EXERCISE AIM: Locate every line in the rows below that contains the string "water", and copy each of those lines.

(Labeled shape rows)

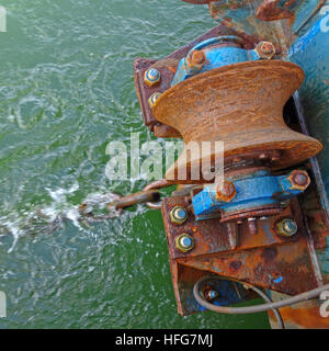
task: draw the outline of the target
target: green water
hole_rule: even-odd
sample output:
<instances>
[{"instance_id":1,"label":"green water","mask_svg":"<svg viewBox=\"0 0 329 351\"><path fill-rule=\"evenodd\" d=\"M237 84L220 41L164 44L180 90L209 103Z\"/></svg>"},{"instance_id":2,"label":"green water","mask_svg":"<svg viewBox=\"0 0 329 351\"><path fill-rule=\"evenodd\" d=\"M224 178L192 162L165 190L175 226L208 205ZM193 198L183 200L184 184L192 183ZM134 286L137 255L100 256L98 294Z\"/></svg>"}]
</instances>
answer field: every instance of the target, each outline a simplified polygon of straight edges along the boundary
<instances>
[{"instance_id":1,"label":"green water","mask_svg":"<svg viewBox=\"0 0 329 351\"><path fill-rule=\"evenodd\" d=\"M178 0L3 0L0 33L0 328L268 328L265 314L177 314L159 212L53 234L26 231L38 208L138 191L110 182L110 140L141 122L133 60L160 58L215 23Z\"/></svg>"}]
</instances>

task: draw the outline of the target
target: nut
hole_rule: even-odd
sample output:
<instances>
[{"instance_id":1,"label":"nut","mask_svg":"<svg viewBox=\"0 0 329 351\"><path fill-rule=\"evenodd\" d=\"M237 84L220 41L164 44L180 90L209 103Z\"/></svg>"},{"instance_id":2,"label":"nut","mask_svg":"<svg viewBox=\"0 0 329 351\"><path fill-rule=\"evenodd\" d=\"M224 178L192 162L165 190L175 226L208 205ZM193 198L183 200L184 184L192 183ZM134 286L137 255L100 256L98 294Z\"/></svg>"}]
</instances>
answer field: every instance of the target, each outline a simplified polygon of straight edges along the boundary
<instances>
[{"instance_id":1,"label":"nut","mask_svg":"<svg viewBox=\"0 0 329 351\"><path fill-rule=\"evenodd\" d=\"M282 235L283 237L292 237L298 230L298 226L297 226L296 222L292 218L284 218L280 222L277 222L275 227L276 227L277 233L280 235Z\"/></svg>"},{"instance_id":2,"label":"nut","mask_svg":"<svg viewBox=\"0 0 329 351\"><path fill-rule=\"evenodd\" d=\"M305 190L310 183L307 172L299 169L292 171L287 179L292 190Z\"/></svg>"},{"instance_id":3,"label":"nut","mask_svg":"<svg viewBox=\"0 0 329 351\"><path fill-rule=\"evenodd\" d=\"M216 200L223 202L230 202L236 196L235 184L228 181L217 184L216 186Z\"/></svg>"},{"instance_id":4,"label":"nut","mask_svg":"<svg viewBox=\"0 0 329 351\"><path fill-rule=\"evenodd\" d=\"M183 233L175 237L174 246L182 252L188 252L194 247L194 239L186 233Z\"/></svg>"},{"instance_id":5,"label":"nut","mask_svg":"<svg viewBox=\"0 0 329 351\"><path fill-rule=\"evenodd\" d=\"M156 68L150 68L145 71L144 75L144 82L148 87L154 87L155 84L159 83L161 80L161 75Z\"/></svg>"},{"instance_id":6,"label":"nut","mask_svg":"<svg viewBox=\"0 0 329 351\"><path fill-rule=\"evenodd\" d=\"M173 207L169 215L171 222L179 225L183 224L189 217L188 211L181 206Z\"/></svg>"},{"instance_id":7,"label":"nut","mask_svg":"<svg viewBox=\"0 0 329 351\"><path fill-rule=\"evenodd\" d=\"M260 58L270 59L275 54L275 47L271 42L260 42L256 46L256 52Z\"/></svg>"}]
</instances>

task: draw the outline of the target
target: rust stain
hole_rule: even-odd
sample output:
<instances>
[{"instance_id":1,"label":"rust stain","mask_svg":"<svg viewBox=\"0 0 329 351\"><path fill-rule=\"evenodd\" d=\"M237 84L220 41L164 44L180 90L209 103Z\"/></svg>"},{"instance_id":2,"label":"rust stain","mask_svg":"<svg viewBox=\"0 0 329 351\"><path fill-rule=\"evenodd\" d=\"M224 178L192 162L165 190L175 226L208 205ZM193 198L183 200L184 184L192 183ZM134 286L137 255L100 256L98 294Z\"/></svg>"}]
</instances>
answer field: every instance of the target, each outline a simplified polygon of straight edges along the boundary
<instances>
[{"instance_id":1,"label":"rust stain","mask_svg":"<svg viewBox=\"0 0 329 351\"><path fill-rule=\"evenodd\" d=\"M224 159L256 149L280 150L272 169L293 166L319 152L321 144L294 132L283 121L283 105L302 84L300 67L280 60L248 61L213 69L167 90L152 107L157 121L179 131L184 139L224 141ZM188 157L189 148L168 170L166 178L189 183L205 182L198 168L200 155ZM195 152L191 152L195 154ZM197 152L196 152L197 154ZM203 158L223 157L215 147ZM195 166L197 165L197 166ZM198 168L198 170L197 170ZM184 174L188 179L178 179Z\"/></svg>"}]
</instances>

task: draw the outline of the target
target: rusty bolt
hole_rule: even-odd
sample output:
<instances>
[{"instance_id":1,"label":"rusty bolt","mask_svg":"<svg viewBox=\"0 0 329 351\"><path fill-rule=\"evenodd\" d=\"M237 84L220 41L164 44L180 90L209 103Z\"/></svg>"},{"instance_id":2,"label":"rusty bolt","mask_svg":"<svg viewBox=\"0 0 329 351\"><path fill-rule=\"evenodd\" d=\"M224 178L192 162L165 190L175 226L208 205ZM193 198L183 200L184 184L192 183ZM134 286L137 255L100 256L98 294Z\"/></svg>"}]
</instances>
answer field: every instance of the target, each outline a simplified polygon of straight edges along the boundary
<instances>
[{"instance_id":1,"label":"rusty bolt","mask_svg":"<svg viewBox=\"0 0 329 351\"><path fill-rule=\"evenodd\" d=\"M152 107L160 97L161 97L160 92L155 92L154 94L151 94L150 98L148 99L149 106Z\"/></svg>"},{"instance_id":2,"label":"rusty bolt","mask_svg":"<svg viewBox=\"0 0 329 351\"><path fill-rule=\"evenodd\" d=\"M172 223L181 225L188 219L189 213L184 207L174 206L170 211L169 216Z\"/></svg>"},{"instance_id":3,"label":"rusty bolt","mask_svg":"<svg viewBox=\"0 0 329 351\"><path fill-rule=\"evenodd\" d=\"M310 183L307 172L299 169L292 171L287 179L292 184L292 190L305 190Z\"/></svg>"},{"instance_id":4,"label":"rusty bolt","mask_svg":"<svg viewBox=\"0 0 329 351\"><path fill-rule=\"evenodd\" d=\"M284 218L276 223L276 230L283 237L292 237L297 233L298 226L294 219Z\"/></svg>"},{"instance_id":5,"label":"rusty bolt","mask_svg":"<svg viewBox=\"0 0 329 351\"><path fill-rule=\"evenodd\" d=\"M234 183L224 181L216 186L216 200L230 202L236 196L236 186Z\"/></svg>"},{"instance_id":6,"label":"rusty bolt","mask_svg":"<svg viewBox=\"0 0 329 351\"><path fill-rule=\"evenodd\" d=\"M191 52L185 59L185 64L188 68L192 71L202 69L205 61L206 61L206 56L204 52L201 52L201 50Z\"/></svg>"},{"instance_id":7,"label":"rusty bolt","mask_svg":"<svg viewBox=\"0 0 329 351\"><path fill-rule=\"evenodd\" d=\"M188 252L194 247L194 239L186 233L183 233L175 237L174 246L182 252Z\"/></svg>"},{"instance_id":8,"label":"rusty bolt","mask_svg":"<svg viewBox=\"0 0 329 351\"><path fill-rule=\"evenodd\" d=\"M152 87L152 86L159 83L160 80L161 80L161 75L156 68L150 68L147 71L145 71L144 82L148 87Z\"/></svg>"},{"instance_id":9,"label":"rusty bolt","mask_svg":"<svg viewBox=\"0 0 329 351\"><path fill-rule=\"evenodd\" d=\"M260 58L272 58L275 54L275 47L271 42L260 42L256 46L256 52Z\"/></svg>"},{"instance_id":10,"label":"rusty bolt","mask_svg":"<svg viewBox=\"0 0 329 351\"><path fill-rule=\"evenodd\" d=\"M219 293L214 290L214 288L207 288L205 292L204 292L204 297L207 299L207 301L213 301L215 299L216 297L219 296Z\"/></svg>"}]
</instances>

RESPONSE TO THE TASK:
target: green water
[{"instance_id":1,"label":"green water","mask_svg":"<svg viewBox=\"0 0 329 351\"><path fill-rule=\"evenodd\" d=\"M237 84L220 41L164 44L180 90L209 103Z\"/></svg>"},{"instance_id":2,"label":"green water","mask_svg":"<svg viewBox=\"0 0 329 351\"><path fill-rule=\"evenodd\" d=\"M224 178L192 162L165 190L175 226L208 205ZM193 198L183 200L184 184L192 183ZM134 286L137 255L100 256L98 294Z\"/></svg>"}]
[{"instance_id":1,"label":"green water","mask_svg":"<svg viewBox=\"0 0 329 351\"><path fill-rule=\"evenodd\" d=\"M178 0L3 0L0 33L0 328L268 328L265 314L177 314L159 212L53 234L26 231L38 208L138 191L110 182L110 140L141 122L133 60L160 58L215 23Z\"/></svg>"}]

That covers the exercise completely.